Return each line of the data below that contains the string "ground".
*** Opening DATA TO EXAMINE ***
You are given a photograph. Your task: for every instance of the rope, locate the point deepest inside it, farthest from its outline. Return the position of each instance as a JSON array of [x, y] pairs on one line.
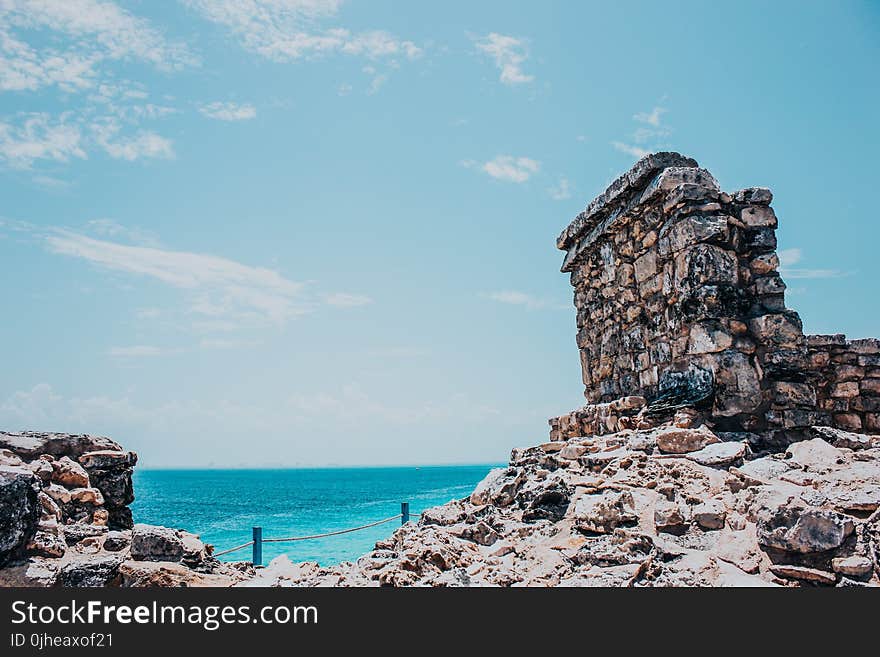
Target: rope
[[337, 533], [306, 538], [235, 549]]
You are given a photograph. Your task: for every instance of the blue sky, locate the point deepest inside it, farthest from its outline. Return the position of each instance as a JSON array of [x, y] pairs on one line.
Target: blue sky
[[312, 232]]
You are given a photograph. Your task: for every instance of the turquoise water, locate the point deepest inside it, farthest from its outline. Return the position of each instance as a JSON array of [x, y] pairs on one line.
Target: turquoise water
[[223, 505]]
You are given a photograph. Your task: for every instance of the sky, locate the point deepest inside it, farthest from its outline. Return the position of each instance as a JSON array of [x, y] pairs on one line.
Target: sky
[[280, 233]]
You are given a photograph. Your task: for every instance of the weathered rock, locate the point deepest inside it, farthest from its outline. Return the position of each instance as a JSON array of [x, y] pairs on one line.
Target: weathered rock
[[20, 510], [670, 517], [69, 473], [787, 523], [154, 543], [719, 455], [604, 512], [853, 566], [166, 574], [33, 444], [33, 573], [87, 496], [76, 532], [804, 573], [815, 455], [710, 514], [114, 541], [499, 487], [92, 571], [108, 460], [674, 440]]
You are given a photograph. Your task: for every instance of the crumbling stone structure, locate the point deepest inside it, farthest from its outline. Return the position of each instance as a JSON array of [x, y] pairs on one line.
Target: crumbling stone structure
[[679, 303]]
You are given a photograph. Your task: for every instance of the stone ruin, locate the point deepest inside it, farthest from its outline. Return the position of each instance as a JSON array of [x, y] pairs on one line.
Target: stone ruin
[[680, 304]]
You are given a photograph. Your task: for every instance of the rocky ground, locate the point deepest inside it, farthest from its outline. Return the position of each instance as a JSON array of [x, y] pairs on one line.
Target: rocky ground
*** Closing DATA TO EXAMINE ***
*** Opening DATA TO EXAMINE ***
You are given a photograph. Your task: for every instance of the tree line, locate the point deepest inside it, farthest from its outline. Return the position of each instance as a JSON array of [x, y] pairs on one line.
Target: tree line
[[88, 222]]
*** Closing DATA TO EXAMINE ***
## TASK RESPONSE
You are given a photograph. Your task: for every instance of the rocky ground, locate the point deepest inside it, farthest from its outline. Return the position of each instance as a JSON array of [x, y] pairs on one line.
Target: rocky ground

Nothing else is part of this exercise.